EXERCISE BRIEF:
Transcribe every entry below word for word, but skip the pictures.

SUPPLIED DATA:

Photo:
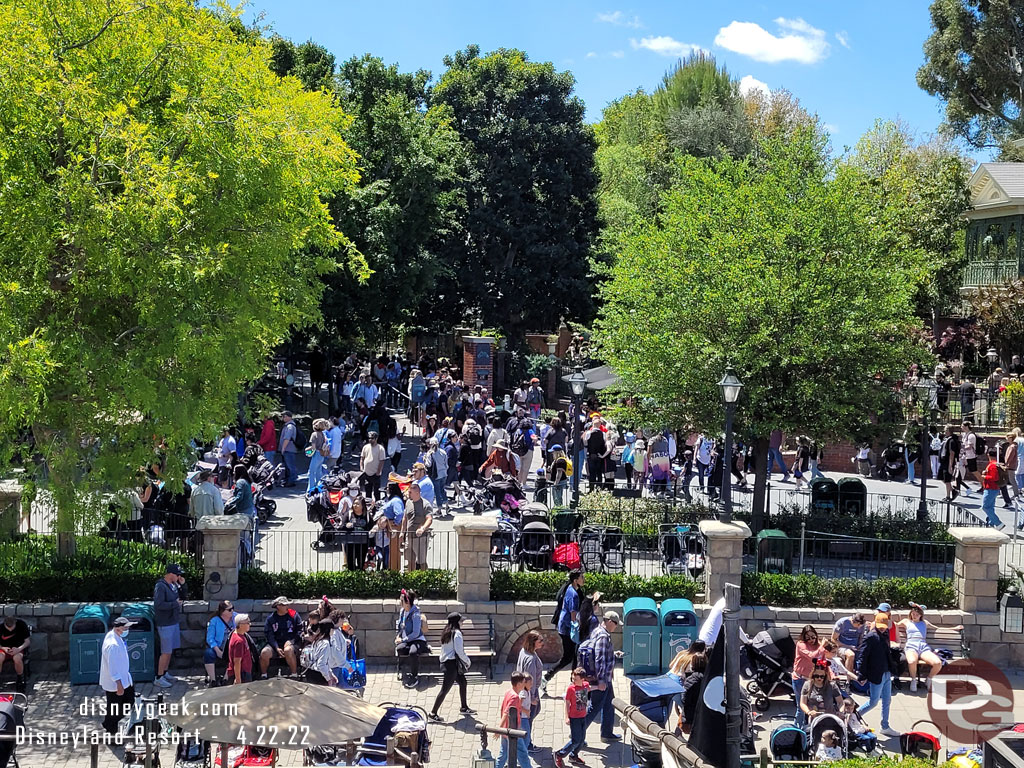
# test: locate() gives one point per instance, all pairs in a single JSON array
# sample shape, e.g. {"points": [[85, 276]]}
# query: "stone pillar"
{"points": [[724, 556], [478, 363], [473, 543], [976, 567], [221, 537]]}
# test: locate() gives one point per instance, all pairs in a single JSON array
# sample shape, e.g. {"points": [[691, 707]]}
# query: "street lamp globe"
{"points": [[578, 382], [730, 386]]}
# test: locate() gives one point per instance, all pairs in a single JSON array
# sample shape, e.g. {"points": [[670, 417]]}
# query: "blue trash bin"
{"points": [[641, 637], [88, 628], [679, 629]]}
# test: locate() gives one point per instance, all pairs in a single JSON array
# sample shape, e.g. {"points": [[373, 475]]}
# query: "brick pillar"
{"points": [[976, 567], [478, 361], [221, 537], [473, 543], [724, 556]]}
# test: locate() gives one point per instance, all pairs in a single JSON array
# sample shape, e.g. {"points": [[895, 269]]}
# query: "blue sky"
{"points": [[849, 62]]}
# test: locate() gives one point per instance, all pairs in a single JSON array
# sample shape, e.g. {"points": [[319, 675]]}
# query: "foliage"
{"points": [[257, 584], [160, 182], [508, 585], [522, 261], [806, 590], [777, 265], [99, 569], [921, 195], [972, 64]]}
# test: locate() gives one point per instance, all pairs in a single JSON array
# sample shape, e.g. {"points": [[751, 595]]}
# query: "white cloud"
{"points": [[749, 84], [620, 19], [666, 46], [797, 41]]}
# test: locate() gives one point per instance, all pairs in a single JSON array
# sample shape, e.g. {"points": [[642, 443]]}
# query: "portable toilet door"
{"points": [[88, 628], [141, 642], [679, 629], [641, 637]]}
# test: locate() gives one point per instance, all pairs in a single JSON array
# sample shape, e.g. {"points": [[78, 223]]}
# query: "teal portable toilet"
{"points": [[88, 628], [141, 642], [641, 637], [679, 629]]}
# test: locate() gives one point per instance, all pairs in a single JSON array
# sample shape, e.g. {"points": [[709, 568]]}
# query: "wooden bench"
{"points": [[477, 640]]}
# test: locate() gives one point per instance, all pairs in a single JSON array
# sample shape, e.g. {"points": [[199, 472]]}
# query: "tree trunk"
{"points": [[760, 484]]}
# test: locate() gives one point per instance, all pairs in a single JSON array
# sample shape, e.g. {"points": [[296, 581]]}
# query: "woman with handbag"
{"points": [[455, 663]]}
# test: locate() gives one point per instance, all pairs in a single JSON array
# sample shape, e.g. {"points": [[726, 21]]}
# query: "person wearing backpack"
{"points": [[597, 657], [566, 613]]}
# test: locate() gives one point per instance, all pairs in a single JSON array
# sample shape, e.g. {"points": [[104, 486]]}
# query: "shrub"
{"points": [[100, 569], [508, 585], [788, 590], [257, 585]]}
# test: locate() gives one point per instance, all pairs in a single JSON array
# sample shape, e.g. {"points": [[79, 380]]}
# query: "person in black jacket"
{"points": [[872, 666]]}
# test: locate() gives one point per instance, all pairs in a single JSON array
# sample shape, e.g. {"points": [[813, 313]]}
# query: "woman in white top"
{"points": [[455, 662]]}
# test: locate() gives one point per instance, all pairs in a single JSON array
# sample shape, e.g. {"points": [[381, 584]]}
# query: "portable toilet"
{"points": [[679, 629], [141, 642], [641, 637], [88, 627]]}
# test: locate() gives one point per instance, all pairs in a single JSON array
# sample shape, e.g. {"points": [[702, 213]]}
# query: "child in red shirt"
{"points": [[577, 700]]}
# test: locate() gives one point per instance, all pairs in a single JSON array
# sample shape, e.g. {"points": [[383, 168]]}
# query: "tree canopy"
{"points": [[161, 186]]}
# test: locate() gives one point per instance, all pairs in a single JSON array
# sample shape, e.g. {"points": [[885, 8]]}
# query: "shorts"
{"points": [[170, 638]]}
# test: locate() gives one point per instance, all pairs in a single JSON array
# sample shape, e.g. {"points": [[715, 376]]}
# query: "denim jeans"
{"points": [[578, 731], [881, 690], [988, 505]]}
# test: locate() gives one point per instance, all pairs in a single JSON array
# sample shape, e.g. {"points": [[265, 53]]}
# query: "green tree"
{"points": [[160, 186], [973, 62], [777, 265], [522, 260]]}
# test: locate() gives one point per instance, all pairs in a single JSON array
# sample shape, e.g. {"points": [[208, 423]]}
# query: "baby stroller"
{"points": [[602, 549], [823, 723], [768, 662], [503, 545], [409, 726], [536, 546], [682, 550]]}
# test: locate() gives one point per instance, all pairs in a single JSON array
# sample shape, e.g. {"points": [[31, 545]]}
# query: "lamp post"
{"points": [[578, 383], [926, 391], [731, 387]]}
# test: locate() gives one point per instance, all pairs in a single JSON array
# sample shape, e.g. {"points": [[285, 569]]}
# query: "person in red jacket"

THE OUTPUT:
Photo:
# test: locate() gives one point per instance, all pairs in a single JSON array
# sample shape, e.g. {"points": [[85, 276]]}
# query: "stone pillar"
{"points": [[724, 556], [478, 363], [473, 543], [976, 567], [221, 537]]}
# test: locate() gives one point per instance, all pairs in a single JSON array
# sample shape, e.g. {"points": [[691, 707]]}
# query: "street lamp globe"
{"points": [[578, 382], [730, 386]]}
# test: locate() gives one point per instance, all pairs in a single JSON array
# sample shape, e.g. {"points": [[670, 417]]}
# query: "blue trash bin"
{"points": [[641, 637], [88, 628], [679, 629]]}
# test: locate() gives one point per instance, all pairs in a single JSON array
# sample shape, e.g. {"points": [[373, 475]]}
# query: "brick pillar"
{"points": [[976, 567], [478, 361], [221, 537], [473, 543], [724, 556]]}
# test: locate() gives one point per instance, all pairs in a single JSON array
# sample shape, e.g. {"points": [[895, 269]]}
# query: "blue sky"
{"points": [[849, 62]]}
# test: locate() gives one point per instance, all pairs in a single JSON array
# sample shape, e.g. {"points": [[319, 675]]}
# query: "foliage"
{"points": [[257, 584], [160, 182], [508, 585], [522, 261], [806, 590], [777, 265], [99, 569], [921, 195], [972, 64]]}
# test: locate() gives one point per instance, all pairs in a single JSON array
# sample shape, e.g. {"points": [[751, 595]]}
# query: "white cloud"
{"points": [[749, 84], [620, 19], [666, 46], [797, 41]]}
# test: locate() gives one point per instance, all pairs in a single JSON array
# sample shape, e.g. {"points": [[642, 443]]}
# query: "portable toilet door"
{"points": [[88, 628], [141, 642], [679, 629], [641, 637]]}
# test: locate() gives one point per instance, all pairs in a single JSON array
# sample shape, e.g. {"points": [[78, 223]]}
# query: "teal portable toilet"
{"points": [[88, 628], [141, 642], [641, 637], [679, 629]]}
# test: locate() gives one point per instance, all pairs in a single JSON array
# sample shape, e.g. {"points": [[709, 568]]}
# query: "wooden bench"
{"points": [[477, 640]]}
# test: locate() gives one point per instance, all pairs in a single JSON array
# sample shape, e.g. {"points": [[199, 472]]}
# query: "tree trunk"
{"points": [[760, 484]]}
# test: locate() gives one point per instance, all pairs in a single JSON array
# sample shape, e.g. {"points": [[296, 581]]}
# query: "woman with handbag"
{"points": [[455, 663]]}
# test: locate() gives one point per instance, all pairs in a single JSON array
# sample shape, e.g. {"points": [[726, 21]]}
# query: "person wearing backpack"
{"points": [[597, 657], [566, 613]]}
# test: locate() gives one point per instance, all pairs in a single JSON array
# sample shape, e.g. {"points": [[104, 486]]}
# query: "shrub"
{"points": [[100, 569], [508, 585], [788, 590], [257, 585]]}
# test: locate() gives one point per instance, all pairs in a single JSON array
# sample shape, e.g. {"points": [[79, 380]]}
# query: "person in black jacket"
{"points": [[872, 666]]}
# test: locate() gives one point per instance, all pairs in a single JSON array
# sample shape, e.g. {"points": [[813, 313]]}
# query: "woman in white top"
{"points": [[455, 662]]}
# test: locate() gives one point per instance, all pairs in a single JSON array
# sample shape, e.g. {"points": [[381, 584]]}
# query: "portable toilet"
{"points": [[679, 629], [141, 642], [641, 637], [88, 627]]}
# test: locate() gives one point per instance, all pairs in a single JSON array
# sample shape, e.g. {"points": [[702, 213]]}
# query: "child in red shirt"
{"points": [[577, 700]]}
# test: locate() gives one point per instance, all pairs in a single JSON array
# sample shape, e.g. {"points": [[383, 168]]}
# query: "tree canopy"
{"points": [[161, 186]]}
# test: locate() gives one point per instance, all pairs in a single JSON array
# sample shape, e.g. {"points": [[885, 8]]}
# query: "shorts"
{"points": [[170, 638]]}
# test: locate() gives one point per instance, all pairs in a single JSON array
# sample shape, e.g. {"points": [[715, 376]]}
# query: "denim jeans"
{"points": [[578, 731], [881, 690], [988, 505]]}
# test: locate() gives one point per instance, all pairs in a single JSON array
# sample shape, e.g. {"points": [[265, 53]]}
# query: "green tree"
{"points": [[160, 186], [973, 62], [777, 265], [522, 260]]}
# test: locate() gives one point per instance, all pairs in a single JSON array
# sample shape, e.g. {"points": [[208, 423]]}
# query: "baby stroller"
{"points": [[602, 549], [823, 723], [768, 662], [503, 545], [409, 726], [536, 546], [682, 550]]}
# test: locate() gives one point per instance, all pairs in a single JSON array
# sample shape, e.g. {"points": [[31, 545]]}
# query: "lamp post"
{"points": [[578, 383], [926, 391], [731, 387]]}
# test: locate() gives one point per instance, all pairs in a single JSON array
# sample shape, e.g. {"points": [[285, 569]]}
# query: "person in red jacket"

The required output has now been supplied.